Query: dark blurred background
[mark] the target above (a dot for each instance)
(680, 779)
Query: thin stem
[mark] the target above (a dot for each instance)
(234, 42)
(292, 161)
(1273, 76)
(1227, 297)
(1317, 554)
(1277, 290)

§ §

### WHAT IS BEING ASKED
Word for word, transcribe all of the records.

### SOLUTION FOR THIS TASK
Query: dark blurred background
[mark] the target above (a dot for each instance)
(680, 779)
Query: thin stem
[mark] the target above (a dot for each instance)
(234, 42)
(292, 161)
(1273, 76)
(1227, 297)
(1317, 554)
(1277, 290)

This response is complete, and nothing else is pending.